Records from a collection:
=======
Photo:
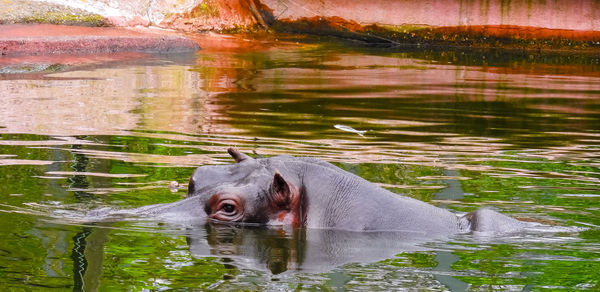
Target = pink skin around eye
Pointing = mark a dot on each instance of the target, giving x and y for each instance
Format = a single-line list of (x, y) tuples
[(218, 205)]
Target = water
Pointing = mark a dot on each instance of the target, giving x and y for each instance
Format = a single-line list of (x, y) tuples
[(518, 132)]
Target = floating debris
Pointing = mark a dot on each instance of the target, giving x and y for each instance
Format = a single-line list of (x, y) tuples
[(350, 129)]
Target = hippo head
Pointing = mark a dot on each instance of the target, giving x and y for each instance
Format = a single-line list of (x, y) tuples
[(249, 191)]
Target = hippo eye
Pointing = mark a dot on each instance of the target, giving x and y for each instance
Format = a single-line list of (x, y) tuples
[(228, 208)]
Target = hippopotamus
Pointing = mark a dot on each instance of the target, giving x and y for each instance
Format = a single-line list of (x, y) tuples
[(311, 193)]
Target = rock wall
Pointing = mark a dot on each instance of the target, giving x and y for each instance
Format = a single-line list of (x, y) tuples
[(553, 14), (530, 24)]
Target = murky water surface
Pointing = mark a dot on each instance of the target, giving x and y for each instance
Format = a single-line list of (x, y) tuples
[(516, 132)]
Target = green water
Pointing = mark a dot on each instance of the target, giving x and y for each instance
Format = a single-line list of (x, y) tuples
[(519, 133)]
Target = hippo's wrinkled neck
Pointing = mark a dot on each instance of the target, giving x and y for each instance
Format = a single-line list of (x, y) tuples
[(338, 199)]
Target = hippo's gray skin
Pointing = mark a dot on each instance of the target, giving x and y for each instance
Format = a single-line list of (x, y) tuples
[(311, 193)]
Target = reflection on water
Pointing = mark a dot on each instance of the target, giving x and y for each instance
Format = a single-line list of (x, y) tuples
[(459, 129)]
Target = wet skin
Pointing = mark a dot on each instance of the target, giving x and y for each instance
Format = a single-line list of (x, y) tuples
[(310, 193)]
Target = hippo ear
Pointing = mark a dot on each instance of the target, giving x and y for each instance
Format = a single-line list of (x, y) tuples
[(237, 156), (281, 194)]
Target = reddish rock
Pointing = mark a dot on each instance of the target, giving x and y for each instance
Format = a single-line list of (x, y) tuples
[(47, 39)]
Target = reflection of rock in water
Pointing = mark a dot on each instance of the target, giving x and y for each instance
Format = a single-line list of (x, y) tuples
[(279, 250)]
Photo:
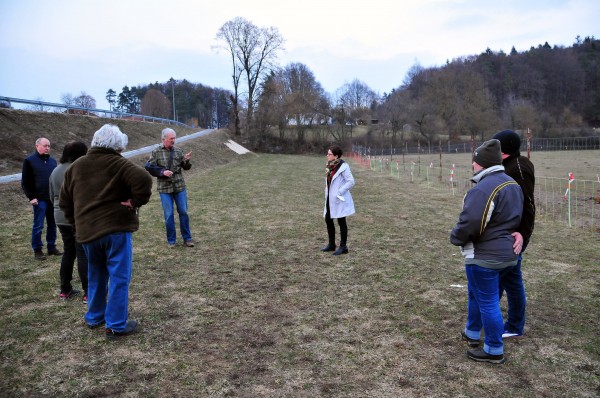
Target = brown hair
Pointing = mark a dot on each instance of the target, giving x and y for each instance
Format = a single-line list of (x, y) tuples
[(336, 150)]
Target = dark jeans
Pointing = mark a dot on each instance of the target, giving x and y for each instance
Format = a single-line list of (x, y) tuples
[(331, 228), (43, 211), (72, 250), (511, 281)]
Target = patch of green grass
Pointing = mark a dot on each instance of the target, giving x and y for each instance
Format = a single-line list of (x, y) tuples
[(256, 310)]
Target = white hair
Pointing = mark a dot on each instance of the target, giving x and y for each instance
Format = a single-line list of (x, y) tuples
[(166, 131), (109, 136)]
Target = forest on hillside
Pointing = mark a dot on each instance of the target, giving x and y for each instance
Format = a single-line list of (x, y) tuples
[(552, 90)]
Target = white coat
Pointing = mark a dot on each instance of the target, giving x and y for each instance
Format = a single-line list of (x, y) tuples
[(341, 183)]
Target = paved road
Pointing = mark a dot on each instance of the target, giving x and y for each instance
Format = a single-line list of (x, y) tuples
[(128, 154)]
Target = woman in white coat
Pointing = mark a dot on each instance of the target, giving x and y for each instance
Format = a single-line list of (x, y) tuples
[(338, 201)]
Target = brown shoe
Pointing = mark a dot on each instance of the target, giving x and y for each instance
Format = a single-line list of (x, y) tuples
[(39, 255)]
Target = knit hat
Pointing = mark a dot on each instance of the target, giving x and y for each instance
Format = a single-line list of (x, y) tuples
[(510, 142), (488, 154)]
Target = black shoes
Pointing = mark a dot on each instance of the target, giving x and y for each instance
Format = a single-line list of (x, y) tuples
[(129, 329), (39, 255), (341, 250), (471, 342), (331, 248), (481, 356), (328, 248), (54, 252)]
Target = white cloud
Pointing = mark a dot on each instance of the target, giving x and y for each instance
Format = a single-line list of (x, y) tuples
[(51, 47)]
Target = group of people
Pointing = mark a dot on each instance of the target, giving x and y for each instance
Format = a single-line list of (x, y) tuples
[(94, 196), (493, 230)]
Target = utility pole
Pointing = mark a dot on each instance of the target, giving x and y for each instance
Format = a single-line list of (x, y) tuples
[(173, 90)]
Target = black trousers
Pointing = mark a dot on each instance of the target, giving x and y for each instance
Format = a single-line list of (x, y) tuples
[(72, 250), (331, 228)]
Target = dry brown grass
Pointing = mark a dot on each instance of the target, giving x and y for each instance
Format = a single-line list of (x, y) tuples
[(256, 310)]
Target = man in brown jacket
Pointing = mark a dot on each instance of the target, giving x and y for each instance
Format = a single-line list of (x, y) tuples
[(100, 195)]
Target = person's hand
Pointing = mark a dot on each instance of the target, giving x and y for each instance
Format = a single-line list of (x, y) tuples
[(518, 244), (128, 204)]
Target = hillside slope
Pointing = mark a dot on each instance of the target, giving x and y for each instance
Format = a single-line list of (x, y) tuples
[(19, 130)]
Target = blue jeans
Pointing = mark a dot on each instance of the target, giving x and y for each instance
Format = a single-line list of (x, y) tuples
[(43, 210), (180, 199), (484, 308), (511, 281), (109, 274)]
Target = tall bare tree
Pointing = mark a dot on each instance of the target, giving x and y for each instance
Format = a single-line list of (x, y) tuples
[(156, 104), (253, 53)]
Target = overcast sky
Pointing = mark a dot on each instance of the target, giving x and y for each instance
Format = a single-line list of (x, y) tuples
[(52, 47)]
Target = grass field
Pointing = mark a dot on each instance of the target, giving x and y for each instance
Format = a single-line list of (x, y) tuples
[(256, 310)]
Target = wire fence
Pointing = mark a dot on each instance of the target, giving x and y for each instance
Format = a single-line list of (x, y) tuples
[(528, 143), (569, 201)]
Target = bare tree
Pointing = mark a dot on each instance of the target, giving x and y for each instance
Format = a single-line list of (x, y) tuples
[(156, 104), (357, 99), (83, 100), (303, 97), (253, 53)]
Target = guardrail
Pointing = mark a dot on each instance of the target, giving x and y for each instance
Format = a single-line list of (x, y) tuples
[(88, 111), (128, 154)]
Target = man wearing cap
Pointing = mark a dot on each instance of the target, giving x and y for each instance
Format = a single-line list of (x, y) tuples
[(522, 171), (491, 213)]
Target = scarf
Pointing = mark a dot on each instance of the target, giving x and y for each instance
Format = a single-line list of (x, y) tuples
[(331, 167)]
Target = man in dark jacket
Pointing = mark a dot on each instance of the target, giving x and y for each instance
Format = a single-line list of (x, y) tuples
[(491, 213), (522, 171), (35, 175), (100, 196)]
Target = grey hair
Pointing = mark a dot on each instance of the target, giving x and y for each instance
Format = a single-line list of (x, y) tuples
[(109, 136), (166, 131)]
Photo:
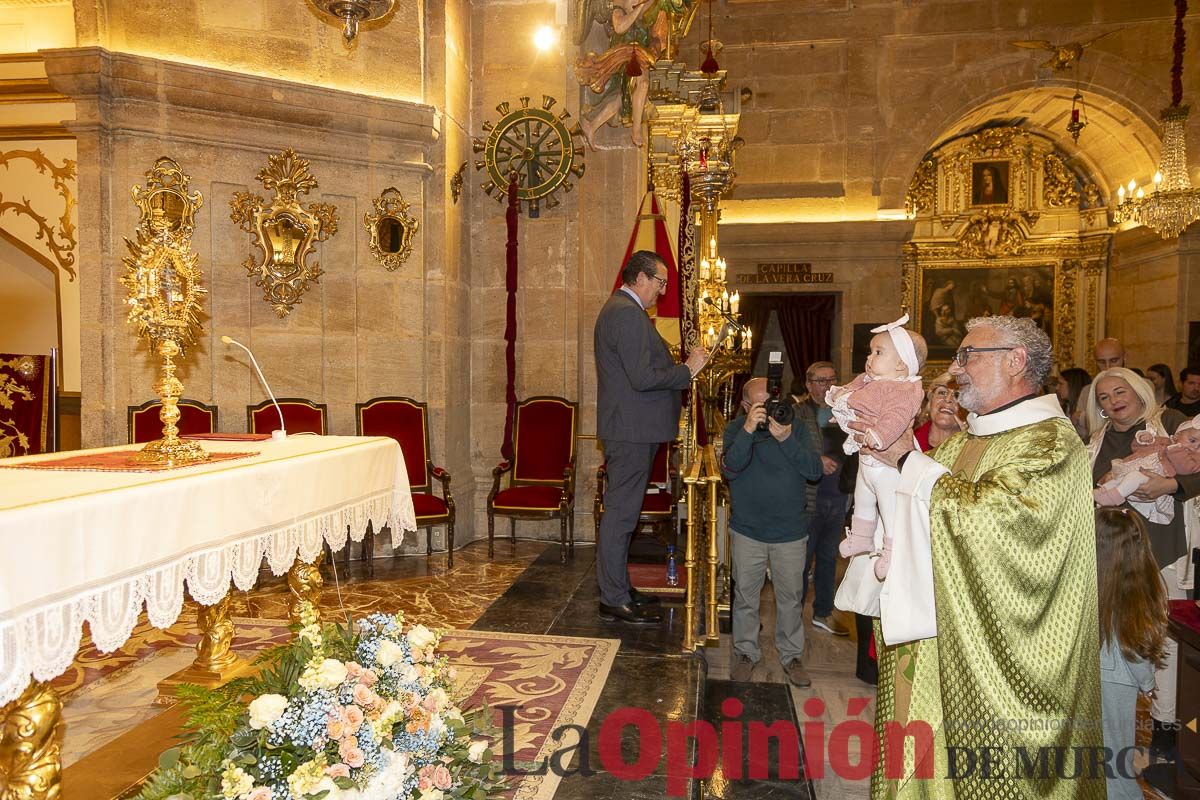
=======
● EXERCISE INSTRUCTIONS: Output every line of the records above without any change, leaving out the pictures.

● RESULT OF THIS TASK:
Photo:
Target = pink skin around eye
Pointing = mark a dot on each instance of the target, giving x and y for each instance
Format = a single-line list of (x, y) tuples
[(218, 205)]
Target = water
Pointing = mark a dot on each instance of the target, giving x and y for each instance
Format = a single-line list of (x, y) tuples
[(518, 132)]
Target = floating debris
Pointing = mark a dot on each instance of the target, giving x and y for each instance
Format = a single-line list of (x, y) tuples
[(350, 129)]
Target = hippo head
Pointing = mark a dot on each instance of the target, giving x and y for each instance
Format = a single-line list of (x, y) tuples
[(249, 191)]
Target = hippo eye
Pointing = mark a dot on each instance of the target, giving x and y for each instance
Format = a single-line list of (x, y) tuples
[(228, 208)]
Target = hippopotamus
Pointing = mark a dot on each instance of the target, giving x and y for each instance
Format = a single-line list of (x, y) tuples
[(311, 193)]
Target = rock wall
Pointing = mark a dot on each instance of the target, giving x and y for each instance
Format = a single-line list of (x, y) tuples
[(553, 14), (530, 24)]
Target = murky water surface
Pointing = mark a dot on each instance of the target, giving x and y for each instance
Format = a single-line list of (x, y) tuples
[(516, 132)]
Target = green water
Pointing = mark a dot on each instance of the target, giving x and y for each instance
Format = a single-line list of (x, y) tuples
[(519, 133)]
Target = hippo's wrinkled neck
Pointing = mark a dot on each instance of the target, giving x and y for each instance
Format = a single-line list of (x, y) tuples
[(338, 199)]
Target = hippo's gray skin
Pointing = mark a dot on each instance of the target, giving x and y for each instance
Format = a single-line list of (x, y) tuples
[(311, 193)]
Target = reflection on water
Pointing = mark a dot on each instance of the target, giving x and y for each instance
Format = a single-line list of (x, y) tuples
[(459, 129)]
Target = wet skin
Pointing = mark a dot on each instance of the target, giving x and y for each instance
Format = a single-line list of (x, y) tuples
[(310, 193)]
Target = hippo ear
Pointing = mark a dot on each instance of the target, giving x and y for each instance
Format = a single-line list of (x, y) tuples
[(237, 156), (281, 194)]
Target = reddish rock
Pointing = mark a dot on each instance of the target, giving x and y for each instance
Format = a single-line list of (x, y) tuples
[(47, 39)]
Target = reflection of rock in water
Pointing = mark a dot on each instance of the target, giving x and y for each instance
Format = a single-line list of (x, y) tuples
[(279, 250)]
Photo:
Target = brown hair
Pointing = mark a dot on each instance of the target, giving x and y for each instance
Format = a single-line list of (x, y) tuples
[(336, 150)]
Target = dark jeans
Pointing = mark a dot on each instance of the target, giving x and y for each instance
Format = a single-line list of (x, y) tuples
[(331, 228), (43, 211), (72, 250), (511, 281)]
Target = patch of green grass
Pointing = mark a dot on each instance of the target, giving x and y for each instance
Format = a single-line list of (x, y) tuples
[(256, 310)]
Target = white hair
Pointing = mark a dot on each instance of the target, giving x and y for each instance
Format = a single-line list of (x, y) tuples
[(166, 131), (109, 136)]
Target = forest on hillside
Pointing = mark a dot on each instance of the target, giving x and y for each instance
Format = a single-line list of (x, y) tuples
[(552, 90)]
Target = white coat
Pointing = mark a dot on each instance of the target, giving x and y for each instance
Format = a single-line list of (x, y) tuples
[(341, 183)]
Target = paved road
Pointing = mark a dot on each instance of the target, giving x and y for each instance
Format = a single-line list of (x, y) tuples
[(128, 154)]
Target = woman in white coat
Pointing = mark a dot on each instance of the target, giving x and y for each instance
Format = a single-line list of (x, y) tuples
[(338, 201)]
Target = brown shoe
Pointing = mark a dot on each instance of the target, giving x and y for each instance
Format = a single-line list of (x, y) tuples
[(39, 255)]
Target = knit hat
Pointing = mark a dot on each instance of the target, giving x and y for each instance
Format = a single-line list of (x, y) tuples
[(510, 142), (488, 154)]
Target = black shoes
Pointing = mark a dot on each instance of the target, giving x and y for each instance
Format = a single-line list of (x, y) tuples
[(129, 329), (39, 255), (341, 250), (471, 342), (331, 248), (481, 356), (328, 248), (54, 252)]
Target = white cloud
Pointing = mark a dot on each instance of the target, giving x and y for each instance
Format = a single-line list of (x, y) tuples
[(51, 47)]
Target = group of people
Pointing = mark a dot on each instance of the target, giving x and y for each instance
Format = a single-line list of (x, y) tuples
[(94, 196), (493, 230)]
Target = utility pole
Pointing = mark a dot on each instance of the target, giving x and y for each instance
Format = a single-line list of (x, y) tuples
[(173, 90)]
Target = black trousers
Pointing = mark a dot on each instance of the target, giving x and y for each instance
Format = a single-line list of (x, y) tuples
[(72, 250), (331, 228)]
Target = dry brown grass
Pointing = mark a dot on each instance of the target, giving x and y for each instance
Format = a single-line list of (x, y) tuples
[(256, 310)]
Target = man in brown jacket
Pointing = mark a dot on each instance of the target, giving x and y for each instance
Format = a single-line list of (x, y) tuples
[(100, 195)]
Target = person's hand
Pointing = mark a dot on each instance of the target, giving x and y for each instance
Format = a single-line list of (x, y) tuples
[(518, 244), (128, 204)]
Target = hillside slope
Pointing = mark a dot on each instance of the target, giving x and y for each instance
Format = a single-line list of (x, y) tuples
[(19, 130)]
Target = blue jeans
Pointing = mark a dot on each instance of the target, giving x and y for each instance
Format = a single-line list of (x, y) tuples
[(43, 210), (180, 199), (484, 308), (511, 281), (109, 274)]
Target = tall bare tree
Pointing = mark a dot on each instance of the target, giving x and y for each instance
Format = a single-line list of (x, y) tuples
[(156, 104), (253, 53)]
Target = overcast sky
Pointing = mark a dot on each instance of the target, giving x and y for each instance
Format = a single-line list of (x, y) tuples
[(52, 47)]
Target = grass field
Pointing = mark a dot on each instance of the target, giving x and y for each instance
Format = a single-line list of (x, y) tuples
[(256, 310)]
Target = wire fence
Pointing = mark a dot on each instance of the target, giving x and y for each instance
Format = a single-line list of (x, y) tuples
[(528, 143), (569, 201)]
Target = bare tree
Pointing = mark a dot on each instance of the target, giving x and y for each instance
Format = a single-line list of (x, y) tuples
[(156, 104), (357, 99), (83, 100), (303, 97), (253, 53)]
Target = guardrail
Pointing = mark a dot on each instance of the target, giving x and y for each instance
Format = a single-line list of (x, y) tuples
[(88, 111), (128, 154)]
Target = man wearing cap
Pointing = mark a dot on each instance of the target, giving x and y for each instance
Format = a single-line list of (x, y) tuples
[(522, 171), (491, 213)]
Target = scarf
Pointing = mark a dot on each instance of the target, giving x and y for each instance
Format = a single-line list of (x, y) tuples
[(331, 167)]
Target = man in dark jacket
Pointing = mark a dot on each instance of the target, giving x and y for each instance
Format = a single-line list of (x, y) tuples
[(491, 213), (522, 171), (35, 175), (100, 196)]
Target = grey hair
Pointing = mark a dot on each instance of the target, giving x and y for each instance
Format = a single-line list of (x, y) tuples
[(109, 136), (166, 131)]
Photo:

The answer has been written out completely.